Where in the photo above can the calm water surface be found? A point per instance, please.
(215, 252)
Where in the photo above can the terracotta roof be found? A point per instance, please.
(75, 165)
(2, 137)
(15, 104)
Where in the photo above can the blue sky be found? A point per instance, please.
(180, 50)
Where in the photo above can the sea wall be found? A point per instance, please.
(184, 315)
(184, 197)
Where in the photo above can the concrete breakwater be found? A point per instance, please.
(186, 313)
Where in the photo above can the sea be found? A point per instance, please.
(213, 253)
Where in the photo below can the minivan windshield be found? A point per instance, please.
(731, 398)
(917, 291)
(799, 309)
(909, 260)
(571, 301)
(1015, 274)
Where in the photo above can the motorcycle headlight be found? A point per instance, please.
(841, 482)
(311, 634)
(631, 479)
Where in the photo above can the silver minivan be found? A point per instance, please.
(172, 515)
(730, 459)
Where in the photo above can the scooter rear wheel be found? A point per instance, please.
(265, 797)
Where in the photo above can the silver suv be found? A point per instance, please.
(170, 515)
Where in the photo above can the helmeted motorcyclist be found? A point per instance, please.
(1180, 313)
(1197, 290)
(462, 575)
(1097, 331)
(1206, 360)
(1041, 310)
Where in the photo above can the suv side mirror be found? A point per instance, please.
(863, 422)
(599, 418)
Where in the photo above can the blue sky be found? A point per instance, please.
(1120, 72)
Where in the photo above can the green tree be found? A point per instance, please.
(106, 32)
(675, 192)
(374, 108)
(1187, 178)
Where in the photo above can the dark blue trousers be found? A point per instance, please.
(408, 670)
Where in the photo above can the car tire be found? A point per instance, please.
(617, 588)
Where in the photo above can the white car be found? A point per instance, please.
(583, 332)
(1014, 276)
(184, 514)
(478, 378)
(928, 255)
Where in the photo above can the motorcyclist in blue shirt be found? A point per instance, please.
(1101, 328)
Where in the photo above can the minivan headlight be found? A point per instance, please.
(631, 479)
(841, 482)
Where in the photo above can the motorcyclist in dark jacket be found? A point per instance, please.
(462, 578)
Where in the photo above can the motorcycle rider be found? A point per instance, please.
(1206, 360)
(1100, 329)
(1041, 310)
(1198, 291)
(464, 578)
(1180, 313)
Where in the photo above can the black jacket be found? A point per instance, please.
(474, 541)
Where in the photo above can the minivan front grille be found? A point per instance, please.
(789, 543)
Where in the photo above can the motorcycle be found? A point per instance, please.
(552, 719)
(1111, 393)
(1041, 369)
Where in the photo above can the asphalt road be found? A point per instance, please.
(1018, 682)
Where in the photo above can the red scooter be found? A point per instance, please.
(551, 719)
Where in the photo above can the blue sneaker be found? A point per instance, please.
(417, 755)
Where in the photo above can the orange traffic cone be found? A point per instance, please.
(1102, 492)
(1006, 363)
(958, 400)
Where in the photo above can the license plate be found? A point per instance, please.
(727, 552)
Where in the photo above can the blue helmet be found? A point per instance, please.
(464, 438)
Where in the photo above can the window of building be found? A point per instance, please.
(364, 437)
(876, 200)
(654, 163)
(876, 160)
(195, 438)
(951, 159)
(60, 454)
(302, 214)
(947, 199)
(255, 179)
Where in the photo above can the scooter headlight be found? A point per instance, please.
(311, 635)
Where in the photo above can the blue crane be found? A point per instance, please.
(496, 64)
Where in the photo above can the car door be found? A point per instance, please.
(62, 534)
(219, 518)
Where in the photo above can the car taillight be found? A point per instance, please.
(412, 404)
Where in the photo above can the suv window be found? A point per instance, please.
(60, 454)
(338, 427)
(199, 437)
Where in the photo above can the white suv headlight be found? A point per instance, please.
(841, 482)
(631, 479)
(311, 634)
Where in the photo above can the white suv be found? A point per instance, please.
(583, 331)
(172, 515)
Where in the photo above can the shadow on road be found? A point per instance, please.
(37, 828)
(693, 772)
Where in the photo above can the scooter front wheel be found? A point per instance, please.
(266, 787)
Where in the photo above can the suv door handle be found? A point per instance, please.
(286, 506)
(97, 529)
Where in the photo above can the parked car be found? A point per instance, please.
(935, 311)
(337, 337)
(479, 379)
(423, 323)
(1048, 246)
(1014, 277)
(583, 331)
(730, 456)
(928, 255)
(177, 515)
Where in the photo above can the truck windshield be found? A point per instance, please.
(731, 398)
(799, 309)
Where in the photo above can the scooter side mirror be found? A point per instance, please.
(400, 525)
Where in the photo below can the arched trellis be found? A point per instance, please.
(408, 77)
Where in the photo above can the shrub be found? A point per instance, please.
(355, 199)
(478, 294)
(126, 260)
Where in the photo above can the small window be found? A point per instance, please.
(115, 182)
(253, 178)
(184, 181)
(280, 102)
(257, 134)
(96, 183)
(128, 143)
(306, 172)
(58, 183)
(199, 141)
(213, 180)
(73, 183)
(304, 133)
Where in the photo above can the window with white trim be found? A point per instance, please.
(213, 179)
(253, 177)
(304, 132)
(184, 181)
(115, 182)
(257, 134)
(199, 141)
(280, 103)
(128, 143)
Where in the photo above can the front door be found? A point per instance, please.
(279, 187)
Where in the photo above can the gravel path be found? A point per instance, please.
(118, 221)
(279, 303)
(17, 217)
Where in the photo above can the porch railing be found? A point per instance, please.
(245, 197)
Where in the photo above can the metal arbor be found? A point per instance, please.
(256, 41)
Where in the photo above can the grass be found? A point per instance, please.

### Objective
Repeat word for word the lines running from the line containing "Where in the photo above can the suv door" to the end of the entries above, inclusive.

### Solution for this exercise
Where in the photo above can the suv door handle be found? A point per instance, please.
(286, 506)
(97, 529)
Where in the photo above can the parked car be found? A point per instance, please.
(935, 311)
(337, 337)
(479, 379)
(423, 323)
(1048, 246)
(1014, 277)
(583, 331)
(730, 456)
(928, 255)
(177, 515)
Where in the photo above can the truck windshield be found? A point per instance, please.
(731, 398)
(799, 309)
Where in the photo above can the scooter side mirror be found? A point per instance, please.
(400, 525)
Where in the photo below can the arched trellis be found? A point per instance, please.
(408, 77)
Where in the photo above can the shrub be found? A point per instance, please.
(355, 199)
(478, 294)
(126, 260)
Where in the photo above can the small window be found? A point per instance, please.
(115, 182)
(253, 178)
(184, 181)
(280, 102)
(257, 134)
(96, 183)
(128, 143)
(306, 172)
(58, 183)
(199, 141)
(213, 180)
(73, 183)
(304, 133)
Where in the photo above can the window with white trim be found? A point per instance, please.
(213, 179)
(253, 177)
(304, 132)
(184, 181)
(115, 182)
(257, 134)
(199, 141)
(280, 103)
(128, 143)
Where in the photo above can the front door be found? A point per instance, please.
(279, 187)
Where in the photo above can the gravel path be found? A point per instance, please.
(118, 221)
(279, 303)
(17, 217)
Where in the photo above can the porch railing be found? A point per instance, please.
(245, 197)
Where in the photo above can the metal arbor be found? A point per instance, please.
(256, 41)
Where in the photo above can the grass be found? A point per instance, please.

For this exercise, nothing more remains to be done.